| What you will do |
• A. From the nuclear insurance passage, retype the text starting with "NUCLEAR INSURANCE The" and going on through "any one year.".
• B. For each statement below, say whether it agrees with the nuclear insurance passage. Answer yes or no, and quote the passage's deciding words exactly. (i) The Company has obtained $200 million of public liability coverage from a pool of insurance companies. (ii) The Company has two licensed reactors. (iii) Nuclear Electric Insurance Limited supplies $500 million of the property damage coverage.
• C. Recast the paragraph of the nuclear insurance passage that begins "The Company's public liability for claims" as a bulleted list that keeps its main facts.
# START OF Excerpted passage
NUCLEAR INSURANCE The Company's public liability for claims resulting from any
nuclear incident is limited to $8.9 billion under the 1988 Price-Anderson
amendment to the Atomic Energy Act of 1954. The Company has secured $200 million
of coverage for its public liability exposure with a pool of insurance
companies. The remaining $8.7 billion of exposure is funded by the Secondary
Financial Protection Program, available from assessments by the federal
government in case of a nuclear accident. The Company is subject to assessments
of up to $79 million for each of its three licensed reactors to be applied for
public liability arising from a nuclear incident at any licensed nuclear
facility in the United States. The maximum funding requirement is $10 million
per reactor during any one year.
The Company purchases insurance for property damage and site decontamination
cleanup costs with coverage limits of $1.5 billion for each of the Company's two
nuclear plant sites. The coverage consists of $500 million from Nuclear Mutual
Limited (NML) and $1.0 billion from Nuclear Electric Insurance Limited (NEIL).
# END OF Excerpted passage
# START OF Extracted material
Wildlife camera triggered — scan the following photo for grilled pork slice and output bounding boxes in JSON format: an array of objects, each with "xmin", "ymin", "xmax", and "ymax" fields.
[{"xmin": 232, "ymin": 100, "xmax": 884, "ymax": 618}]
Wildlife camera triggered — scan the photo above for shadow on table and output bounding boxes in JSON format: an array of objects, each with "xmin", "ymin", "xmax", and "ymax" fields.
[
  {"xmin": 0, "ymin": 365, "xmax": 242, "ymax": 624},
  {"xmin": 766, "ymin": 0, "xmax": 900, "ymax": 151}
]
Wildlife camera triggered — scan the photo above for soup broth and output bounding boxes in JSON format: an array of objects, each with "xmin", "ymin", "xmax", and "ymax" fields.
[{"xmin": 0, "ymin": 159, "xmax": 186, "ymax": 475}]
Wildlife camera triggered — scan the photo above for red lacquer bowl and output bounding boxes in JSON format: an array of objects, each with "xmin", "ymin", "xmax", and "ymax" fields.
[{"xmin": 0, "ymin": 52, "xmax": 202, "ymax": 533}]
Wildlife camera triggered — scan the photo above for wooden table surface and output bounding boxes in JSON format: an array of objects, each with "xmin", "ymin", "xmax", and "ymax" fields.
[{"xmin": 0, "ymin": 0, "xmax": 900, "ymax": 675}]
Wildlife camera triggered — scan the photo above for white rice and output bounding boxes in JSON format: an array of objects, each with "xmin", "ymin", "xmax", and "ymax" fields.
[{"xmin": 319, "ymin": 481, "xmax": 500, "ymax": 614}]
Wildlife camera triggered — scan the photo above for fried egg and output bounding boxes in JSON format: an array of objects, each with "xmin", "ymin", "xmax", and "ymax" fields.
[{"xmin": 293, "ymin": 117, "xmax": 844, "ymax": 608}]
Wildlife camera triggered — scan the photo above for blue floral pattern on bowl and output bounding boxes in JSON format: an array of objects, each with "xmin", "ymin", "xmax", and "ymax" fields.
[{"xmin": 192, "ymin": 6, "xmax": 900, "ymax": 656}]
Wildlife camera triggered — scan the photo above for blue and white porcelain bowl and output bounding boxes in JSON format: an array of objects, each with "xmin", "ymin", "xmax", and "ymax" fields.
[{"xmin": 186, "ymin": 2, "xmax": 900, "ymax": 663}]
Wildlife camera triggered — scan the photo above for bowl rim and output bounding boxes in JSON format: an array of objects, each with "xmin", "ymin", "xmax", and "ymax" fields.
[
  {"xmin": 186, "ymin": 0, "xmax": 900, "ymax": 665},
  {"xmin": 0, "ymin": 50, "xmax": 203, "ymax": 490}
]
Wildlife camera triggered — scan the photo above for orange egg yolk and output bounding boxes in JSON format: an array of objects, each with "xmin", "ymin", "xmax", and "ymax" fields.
# END OF Extracted material
| Answer list |
• A.
NUCLEAR INSURANCE The Company's public liability for claims resulting from any
nuclear incident is limited to $8.9 billion under the 1988 Price-Anderson
amendment to the Atomic Energy Act of 1954. The Company has secured $200 million
of coverage for its public liability exposure with a pool of insurance
companies. The remaining $8.7 billion of exposure is funded by the Secondary
Financial Protection Program, available from assessments by the federal
government in case of a nuclear accident. The Company is subject to assessments
of up to $79 million for each of its three licensed reactors to be applied for
public liability arising from a nuclear incident at any licensed nuclear
facility in the United States. The maximum funding requirement is $10 million
per reactor during any one year.

• B.
(i) Yes: "The Company has secured $200 million of coverage for its public liability exposure with a pool of insurance companies."
(ii) No: "The Company is subject to assessments of up to $79 million for each of its three licensed reactors"
(iii) No: "The coverage consists of $500 million from Nuclear Mutual Limited (NML) and $1.0 billion from Nuclear Electric Insurance Limited (NEIL)."

• C.
- Public liability for any nuclear incident is capped at $8.9 billion by the 1988 Price-Anderson amendment to the Atomic Energy Act of 1954.
- $200 million of that exposure is covered through a pool of insurance companies.
- The remaining $8.7 billion is funded by the Secondary Financial Protection Program, through federal government assessments in case of a nuclear accident.
- The Company faces assessments of up to $79 million for each of its three licensed reactors. These apply to public liability from a nuclear incident at any licensed U.S. nuclear facility.
- Funding is limited to $10 million per reactor in any one year.